_What is needed_
Quote each item below word for word, leaving the pictures out of your answer.

Records from a collection:
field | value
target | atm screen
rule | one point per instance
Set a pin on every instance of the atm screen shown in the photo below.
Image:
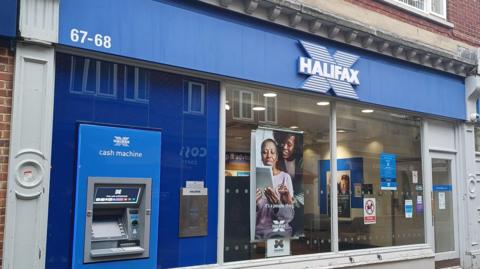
(117, 195)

_Reply to the task_
field | value
target | atm screen
rule | one point per instance
Set a pin on every instance of the atm screen shown in the photo below.
Image:
(117, 195)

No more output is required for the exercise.